### Extracted entries
*** Block opens ***
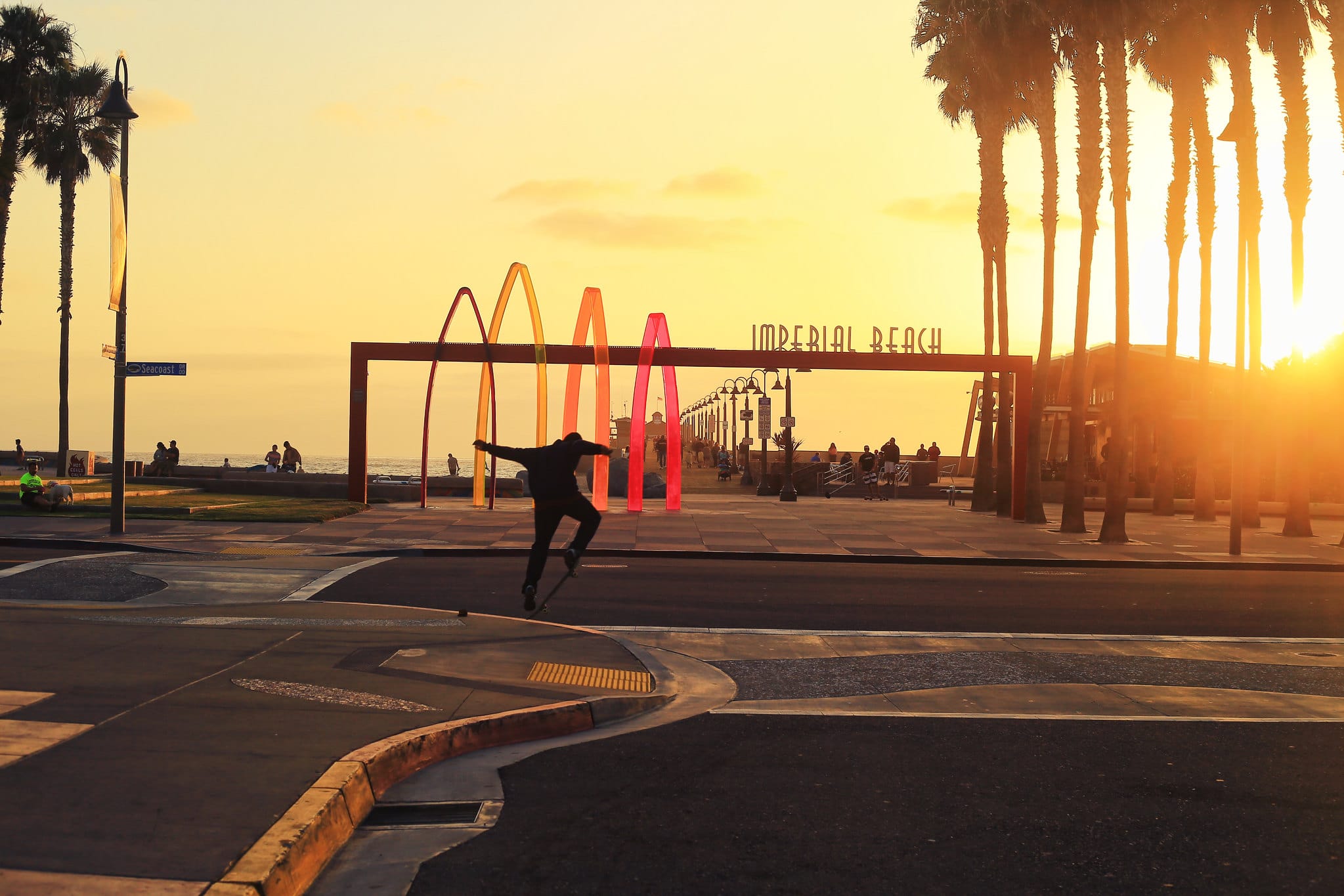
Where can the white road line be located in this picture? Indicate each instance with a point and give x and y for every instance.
(859, 633)
(897, 714)
(335, 575)
(26, 567)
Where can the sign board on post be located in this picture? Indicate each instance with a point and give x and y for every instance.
(155, 368)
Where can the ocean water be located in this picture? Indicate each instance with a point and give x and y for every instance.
(397, 467)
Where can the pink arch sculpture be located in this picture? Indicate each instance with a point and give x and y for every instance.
(429, 390)
(592, 317)
(655, 333)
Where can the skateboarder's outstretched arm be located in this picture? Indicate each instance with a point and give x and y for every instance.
(518, 456)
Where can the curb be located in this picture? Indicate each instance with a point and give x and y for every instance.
*** Block closes ***
### Exercise
Nothing but the lines from the one containing "Where can the pink" through the last line of the data above should be set down, word for word.

### Answer space
Where can the pink arch sculpture be located in this picture? Indicate each instance with a point and give x and y for every instance.
(429, 390)
(592, 317)
(655, 333)
Where can the skateboarder's outstretched arm be located in this picture? Indicate each instance with a point and give x and y for every instance.
(518, 456)
Where can the curb be located in this picture? Indicate each instance with a point and give x and y for every instance.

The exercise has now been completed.